We live in a Brave New World, where no aspect of our society is immune (pun intended) from the ravages of the COVID-19 pandemic. The justice system is no exception: it too is adapting to the new reality of social distancing. de VRIES LITIGATION LLP brings you this special Sunday blog to keep you abreast of the latest developments.
I previously blogged about the Ontario Court’s response to COVID-19. At that time, the courts were closed to all except urgent matters. On April 2, 2020, Chief Justice Morawetz and Regional Senior Justice Firestone of the Superior Court of Justice (SCJ) released comprehensive Notices to the Professions expanding the scope of hearings that will proceed. (Note that the Ontario-wide Notice to the Profession and the Toronto Notice to the Profession augment the earlier Notice to the Profession regarding urgent matters and do not replace it.)
Of particular importance to estates litigators, judges hearing civil matters will now hear Rule 7 motions (i.e. motions to approve a settlement on behalf of a party under disability) and motions on consent. Estate List judges will also be hearing “select” motions and applications (it is unclear what this means but hopefully more information will be released). The judges will also hear case management conferences, pre-trial conferences, and judicial settlement conferences. The hearings will proceed via “Zoom” or other videoconference facility. No matter over four hours will be heard.

◆ Dataset entries
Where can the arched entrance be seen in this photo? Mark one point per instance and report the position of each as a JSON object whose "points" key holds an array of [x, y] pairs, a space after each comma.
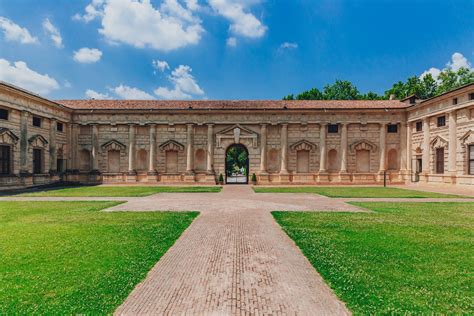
{"points": [[236, 164]]}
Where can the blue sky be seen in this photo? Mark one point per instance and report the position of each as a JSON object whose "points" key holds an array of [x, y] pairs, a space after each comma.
{"points": [[223, 49]]}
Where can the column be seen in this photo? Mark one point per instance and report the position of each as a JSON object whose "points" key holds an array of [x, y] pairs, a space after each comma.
{"points": [[322, 147], [409, 148], [131, 149], [263, 148], [189, 149], [73, 146], [452, 146], [426, 145], [95, 148], [343, 149], [382, 145], [24, 142], [403, 146], [284, 148], [210, 148], [152, 152], [53, 168]]}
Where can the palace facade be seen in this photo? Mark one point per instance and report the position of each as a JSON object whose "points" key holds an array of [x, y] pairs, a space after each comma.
{"points": [[288, 142]]}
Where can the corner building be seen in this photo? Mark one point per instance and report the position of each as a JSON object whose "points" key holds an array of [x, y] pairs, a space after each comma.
{"points": [[288, 142]]}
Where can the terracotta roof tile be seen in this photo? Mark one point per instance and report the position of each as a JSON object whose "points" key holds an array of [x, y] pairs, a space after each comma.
{"points": [[230, 105]]}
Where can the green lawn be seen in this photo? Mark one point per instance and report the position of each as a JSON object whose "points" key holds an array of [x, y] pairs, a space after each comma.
{"points": [[355, 192], [405, 258], [68, 258], [120, 191]]}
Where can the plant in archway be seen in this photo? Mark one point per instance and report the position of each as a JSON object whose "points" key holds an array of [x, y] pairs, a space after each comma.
{"points": [[237, 160]]}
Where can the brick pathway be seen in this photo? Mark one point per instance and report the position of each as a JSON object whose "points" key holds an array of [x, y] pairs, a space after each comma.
{"points": [[234, 258]]}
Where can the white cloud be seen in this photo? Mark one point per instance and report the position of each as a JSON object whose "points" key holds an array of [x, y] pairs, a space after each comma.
{"points": [[232, 42], [93, 11], [185, 86], [167, 28], [19, 74], [13, 32], [288, 45], [87, 55], [457, 61], [160, 65], [53, 32], [242, 23], [129, 93], [91, 94]]}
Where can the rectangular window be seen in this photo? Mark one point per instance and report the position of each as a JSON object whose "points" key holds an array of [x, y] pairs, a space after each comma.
{"points": [[3, 114], [392, 128], [440, 160], [5, 159], [333, 128], [419, 126], [471, 159], [37, 160], [441, 121], [36, 121]]}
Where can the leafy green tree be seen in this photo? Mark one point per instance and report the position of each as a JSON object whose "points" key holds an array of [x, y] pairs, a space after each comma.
{"points": [[341, 90], [313, 94]]}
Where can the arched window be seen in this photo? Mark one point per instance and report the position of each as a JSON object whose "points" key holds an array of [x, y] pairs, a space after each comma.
{"points": [[393, 159], [85, 160], [302, 161], [113, 161], [142, 160], [200, 160], [333, 160], [273, 163], [362, 160], [171, 161]]}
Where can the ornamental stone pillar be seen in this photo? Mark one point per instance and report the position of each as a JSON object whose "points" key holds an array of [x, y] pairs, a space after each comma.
{"points": [[263, 148], [322, 147], [152, 152], [403, 147], [53, 168], [210, 149], [452, 146], [95, 148], [426, 146], [189, 153], [284, 149], [24, 167], [382, 145], [344, 149]]}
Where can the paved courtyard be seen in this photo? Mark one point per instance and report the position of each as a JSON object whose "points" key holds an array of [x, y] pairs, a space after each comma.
{"points": [[234, 258]]}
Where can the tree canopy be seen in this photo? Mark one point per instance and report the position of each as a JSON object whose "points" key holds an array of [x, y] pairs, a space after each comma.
{"points": [[424, 87]]}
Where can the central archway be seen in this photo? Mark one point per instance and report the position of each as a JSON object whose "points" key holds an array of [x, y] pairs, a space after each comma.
{"points": [[236, 164]]}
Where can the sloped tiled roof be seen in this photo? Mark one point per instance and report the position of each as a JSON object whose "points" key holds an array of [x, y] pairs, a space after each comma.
{"points": [[230, 105]]}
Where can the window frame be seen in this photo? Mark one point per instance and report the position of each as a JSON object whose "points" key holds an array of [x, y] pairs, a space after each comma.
{"points": [[441, 121], [439, 163], [37, 166], [419, 126], [7, 116], [394, 127], [470, 159], [330, 129], [6, 160], [38, 120]]}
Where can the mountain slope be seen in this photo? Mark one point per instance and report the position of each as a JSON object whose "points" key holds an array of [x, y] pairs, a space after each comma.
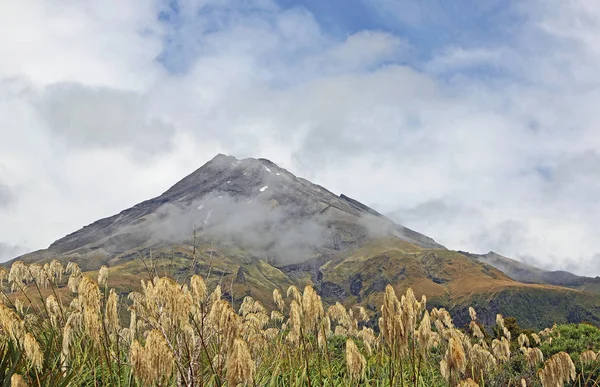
{"points": [[523, 272], [251, 226]]}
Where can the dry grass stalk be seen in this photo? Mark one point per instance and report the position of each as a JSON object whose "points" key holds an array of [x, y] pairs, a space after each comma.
{"points": [[355, 362], [588, 357], [239, 364], [558, 370], [154, 362], [103, 276], [17, 380]]}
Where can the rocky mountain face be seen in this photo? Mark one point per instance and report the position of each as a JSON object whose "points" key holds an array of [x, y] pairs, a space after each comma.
{"points": [[251, 226], [250, 202]]}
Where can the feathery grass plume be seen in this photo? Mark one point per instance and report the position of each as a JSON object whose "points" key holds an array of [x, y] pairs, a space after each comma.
{"points": [[467, 383], [224, 321], [17, 380], [472, 313], [339, 314], [111, 313], [74, 324], [500, 321], [19, 275], [277, 316], [477, 333], [588, 357], [454, 362], [426, 338], [199, 290], [103, 276], [89, 297], [271, 333], [56, 270], [294, 322], [533, 356], [12, 325], [215, 295], [356, 363], [369, 339], [523, 340], [166, 303], [73, 268], [53, 310], [536, 338], [239, 364], [558, 370], [389, 310], [132, 324], [312, 309], [39, 275], [154, 362], [19, 306], [3, 275], [278, 300], [73, 282], [443, 316], [294, 293], [33, 351], [362, 314], [481, 360], [324, 331], [410, 307], [501, 349]]}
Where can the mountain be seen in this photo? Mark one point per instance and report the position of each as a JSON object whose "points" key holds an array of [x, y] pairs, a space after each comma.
{"points": [[523, 272], [252, 226]]}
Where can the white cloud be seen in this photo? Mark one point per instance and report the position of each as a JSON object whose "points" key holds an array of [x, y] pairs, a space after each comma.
{"points": [[93, 124]]}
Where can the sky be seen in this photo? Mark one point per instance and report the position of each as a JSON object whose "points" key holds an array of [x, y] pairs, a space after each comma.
{"points": [[474, 122]]}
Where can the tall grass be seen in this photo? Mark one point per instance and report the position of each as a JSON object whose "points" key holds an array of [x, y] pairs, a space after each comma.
{"points": [[75, 331]]}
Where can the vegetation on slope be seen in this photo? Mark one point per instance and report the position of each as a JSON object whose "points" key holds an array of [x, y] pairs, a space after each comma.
{"points": [[77, 331]]}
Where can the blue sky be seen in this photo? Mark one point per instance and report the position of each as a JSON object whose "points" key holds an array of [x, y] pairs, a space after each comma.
{"points": [[427, 26], [473, 122]]}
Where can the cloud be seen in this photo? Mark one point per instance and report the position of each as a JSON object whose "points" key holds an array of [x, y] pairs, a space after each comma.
{"points": [[6, 195], [8, 251], [103, 117], [483, 141]]}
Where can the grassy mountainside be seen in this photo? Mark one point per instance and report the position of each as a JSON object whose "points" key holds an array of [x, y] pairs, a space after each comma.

◆ ACTIVITY LIST
1. Print the section of the blog post on Ontario courts between "I previously blogged" and "not replace it.)", inclusive.
2. In the blog post on Ontario courts, how will the newly expanded hearings be conducted?
3. Using the blog post on Ontario courts, explain why the justice system is changing the way it operates.

◆ REPLIES
1.
I previously blogged about the Ontario Court’s response to COVID-19. At that time, the courts were closed to all except urgent matters. On April 2, 2020, Chief Justice Morawetz and Regional Senior Justice Firestone of the Superior Court of Justice (SCJ) released comprehensive Notices to the Professions expanding the scope of hearings that will proceed. (Note that the Ontario-wide Notice to the Profession and the Toronto Notice to the Profession augment the earlier Notice to the Profession regarding urgent matters and do not replace it.)

2. They will proceed via "Zoom" or another videoconference facility.

3. No aspect of society is immune from the ravages of the COVID-19 pandemic, and the justice system is no exception. It is adapting to the new reality of social distancing.